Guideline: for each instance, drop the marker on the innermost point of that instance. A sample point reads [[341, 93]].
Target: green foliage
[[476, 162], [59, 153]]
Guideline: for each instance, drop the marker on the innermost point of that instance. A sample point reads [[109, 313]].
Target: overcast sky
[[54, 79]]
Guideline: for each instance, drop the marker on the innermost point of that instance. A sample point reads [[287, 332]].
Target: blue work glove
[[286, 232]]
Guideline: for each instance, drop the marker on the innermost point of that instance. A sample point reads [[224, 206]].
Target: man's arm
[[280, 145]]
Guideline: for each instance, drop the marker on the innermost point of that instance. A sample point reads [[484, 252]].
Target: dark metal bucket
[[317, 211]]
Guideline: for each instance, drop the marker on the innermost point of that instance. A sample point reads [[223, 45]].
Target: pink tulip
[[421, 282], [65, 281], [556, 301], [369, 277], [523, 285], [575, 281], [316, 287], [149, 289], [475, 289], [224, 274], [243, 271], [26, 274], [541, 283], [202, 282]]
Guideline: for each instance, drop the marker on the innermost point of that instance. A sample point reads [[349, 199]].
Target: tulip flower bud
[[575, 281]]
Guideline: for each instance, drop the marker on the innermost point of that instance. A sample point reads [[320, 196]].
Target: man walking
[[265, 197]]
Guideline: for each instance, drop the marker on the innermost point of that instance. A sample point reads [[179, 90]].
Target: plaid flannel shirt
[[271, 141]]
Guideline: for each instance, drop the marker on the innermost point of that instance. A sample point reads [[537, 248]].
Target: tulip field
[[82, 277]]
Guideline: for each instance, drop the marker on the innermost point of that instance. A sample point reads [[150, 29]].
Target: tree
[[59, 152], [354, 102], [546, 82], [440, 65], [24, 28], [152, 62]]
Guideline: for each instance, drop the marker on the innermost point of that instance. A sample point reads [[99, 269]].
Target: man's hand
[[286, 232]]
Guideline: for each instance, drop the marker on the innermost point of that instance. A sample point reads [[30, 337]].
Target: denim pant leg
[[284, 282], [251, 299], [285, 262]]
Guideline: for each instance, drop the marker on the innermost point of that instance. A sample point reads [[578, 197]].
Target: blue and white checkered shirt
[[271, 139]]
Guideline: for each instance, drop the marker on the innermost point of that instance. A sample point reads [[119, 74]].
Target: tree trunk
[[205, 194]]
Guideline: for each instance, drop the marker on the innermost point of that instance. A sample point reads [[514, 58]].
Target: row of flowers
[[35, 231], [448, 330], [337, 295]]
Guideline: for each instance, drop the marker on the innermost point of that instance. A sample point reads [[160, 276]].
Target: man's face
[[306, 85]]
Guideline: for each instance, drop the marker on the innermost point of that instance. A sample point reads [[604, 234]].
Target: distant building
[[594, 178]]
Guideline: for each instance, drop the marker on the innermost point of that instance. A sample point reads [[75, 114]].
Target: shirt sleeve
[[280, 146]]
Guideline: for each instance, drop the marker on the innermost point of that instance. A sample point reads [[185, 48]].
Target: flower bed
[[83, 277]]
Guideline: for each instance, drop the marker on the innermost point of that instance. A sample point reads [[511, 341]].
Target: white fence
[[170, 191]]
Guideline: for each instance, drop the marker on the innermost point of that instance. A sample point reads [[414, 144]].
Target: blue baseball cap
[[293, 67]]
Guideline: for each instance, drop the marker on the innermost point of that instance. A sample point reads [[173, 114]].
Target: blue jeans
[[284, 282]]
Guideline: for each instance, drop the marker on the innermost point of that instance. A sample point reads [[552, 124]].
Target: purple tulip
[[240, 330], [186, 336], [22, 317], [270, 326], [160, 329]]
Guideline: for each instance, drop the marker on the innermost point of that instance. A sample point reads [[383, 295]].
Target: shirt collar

→ Work instruction
Repeat the records above exactly, from the first line to the last.

→ Written reply
Guideline: for each instance, drop the marker on the innermost point of that instance. A sample point reads [[341, 93]].
Target: green foliage
[[476, 162], [59, 153]]
Guideline: for each instance, drop the marker on the innermost point of that instance. A sample point reads [[109, 313]].
Target: overcast sky
[[54, 79]]
Guideline: for each instance, drop the marker on the innermost point of that instance. A sample point reads [[287, 332]].
Target: blue work glove
[[286, 232]]
Guideline: for each instance, drop the marker on the innermost point of that instance. A sample point reads [[224, 206]].
Target: man's arm
[[280, 145]]
Guideline: for each instance, drop the marker on the innermost point of that instance. A sample point reads [[484, 252]].
Target: dark metal bucket
[[317, 211]]
Guideline: for each instance, drop the marker on the innermost point of that instance. A sample point reads [[223, 45]].
Target: pink tulip
[[421, 282], [65, 281], [556, 301], [369, 277], [523, 285], [575, 281], [316, 287], [149, 289], [475, 289], [224, 274], [243, 271], [26, 274], [541, 283], [202, 282]]
Guideline: for each instance, drop the marker on the innermost point of that instance. A sample point reads [[349, 199]].
Target: tulip flower bud
[[575, 281]]
Guideline: for each instance, drop the marker on the innermost point of that instance. A sample point reads [[320, 196]].
Target: man walking
[[265, 197]]
Guideline: for each instance, drop the marker on the innermost point of that instance. A sample point reads [[179, 90]].
Target: plaid flannel shirt
[[271, 141]]
Guideline: for each instance, drop the marker on the innermost point of that instance. A sample point reads [[537, 248]].
Target: tulip field
[[82, 277]]
Guideline: for each instance, drop the marker on the innermost point of that instance. A sample point reads [[150, 29]].
Target: tree
[[59, 152], [354, 102], [546, 82], [440, 65], [24, 28], [152, 62]]
Guideline: for each instance, drop the marker on the innermost point of that instance. A sample point reads [[99, 269]].
Target: man's hand
[[286, 232]]
Guideline: for each instance, drop the marker on the innermost point of that instance. A sample point reads [[30, 337]].
Target: denim pant leg
[[284, 282], [251, 299], [285, 262]]
Guideline: for each instance, drop the marker on the innermost point of that instance. A sample point reads [[578, 197]].
Target: blue and white checkered shirt
[[271, 139]]
Guideline: for each instance, drop the marker on the innermost point of that instance. A sample point reads [[119, 74]].
Target: tree trunk
[[205, 194]]
Guideline: for each instance, drop the marker on the innermost point of that instance. A sample point reads [[514, 58]].
Target: row of flowers
[[35, 231], [448, 330], [337, 295]]
Guideline: for each instance, drop the marker on the innermost point of that instance. A sample point reads [[160, 276]].
Target: man's face
[[306, 85]]
Guideline: for each instance, drop the marker on the innermost point of that instance. A sample point reads [[604, 234]].
Target: distant building
[[594, 178]]
Guideline: for each instance, drop the marker on the innermost point of that instance. A sample point reads [[75, 114]].
Target: shirt sleeve
[[280, 146]]
Guideline: for each instance, drop the marker on the innermost point of that instance. A sample point reads [[185, 48]].
Target: flower bed
[[83, 277]]
Guideline: for each instance, drop the marker on the innermost point of that instance. A sample point reads [[511, 341]].
Target: white fence
[[170, 191]]
Guideline: for each instance, drop the marker on the innermost point of that instance. A sample point reads [[414, 144]].
Target: blue baseball cap
[[293, 67]]
Guideline: for each instance, drop the marker on the innermost point of that instance. A sample point reads [[173, 114]].
Target: blue jeans
[[284, 282]]
Guideline: for each instance, drop the marker on the innermost point of that instance. A sample point reads [[552, 124]].
Target: purple tulip
[[240, 330], [186, 336], [22, 317], [270, 326], [160, 329]]
Guideline: for each instance, drop the marker on the innermost point of that instance. A sample point reads [[383, 295]].
Target: shirt collar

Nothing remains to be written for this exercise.